• **GIVEN REQUEST**
Reproduce every line of the listing below in full, multiplying each x and y keypoint coordinate by 1.7 and rounding it to a whole number, with halves rounded up. Omit the pictures from your output.

Entries drawn from a collection

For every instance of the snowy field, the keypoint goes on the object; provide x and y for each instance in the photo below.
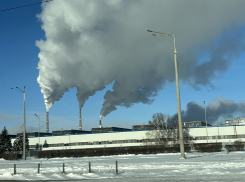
(159, 167)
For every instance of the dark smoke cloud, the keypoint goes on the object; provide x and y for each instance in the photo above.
(91, 44)
(217, 111)
(19, 129)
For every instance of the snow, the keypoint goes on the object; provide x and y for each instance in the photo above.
(220, 166)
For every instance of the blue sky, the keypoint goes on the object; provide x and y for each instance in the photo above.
(20, 29)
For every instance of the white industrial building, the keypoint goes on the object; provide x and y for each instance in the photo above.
(225, 134)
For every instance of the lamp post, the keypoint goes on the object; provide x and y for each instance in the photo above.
(206, 121)
(177, 91)
(24, 126)
(38, 131)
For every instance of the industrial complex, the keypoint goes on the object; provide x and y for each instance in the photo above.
(121, 137)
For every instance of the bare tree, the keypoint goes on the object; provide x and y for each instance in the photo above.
(158, 130)
(175, 131)
(164, 130)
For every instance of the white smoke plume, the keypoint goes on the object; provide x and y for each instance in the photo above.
(90, 44)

• **FINISHED TASK**
For every instance of the snowy field, the keypoint goes on the object; provide x and y for each instance in the photo below.
(270, 284)
For every instance of the dark smoke cloud, the keypoint goes on the object; provide x and y for each instance in the photo above.
(155, 75)
(369, 189)
(32, 219)
For every instance of the snow, the keypoint goes on the object; provide x and y for each instance in the photo above.
(374, 282)
For every instance of the blue sky, the keypoint goes on the object; provide x and y for each instance in the photo above.
(34, 49)
For every instance of the white industrial building, the keypoint goes on the object; provide x and y for each instance in the photo above.
(383, 228)
For every instance of the lamp post, the keypoint goes on the object; provide x and y for each instance in the photo above.
(350, 206)
(301, 155)
(41, 214)
(65, 223)
For every instance of the industrial complex, the keypoint goes on the object; provide x and y for each instance in the photo above.
(206, 233)
For every instance of the bare tree, the keypoint goes on the object; provide x and y for each instance in the photo above.
(269, 221)
(298, 223)
(279, 221)
For every instance of the white smoke plume, the keypoint goes on the object; provide x and y for each instance in the photo above.
(153, 75)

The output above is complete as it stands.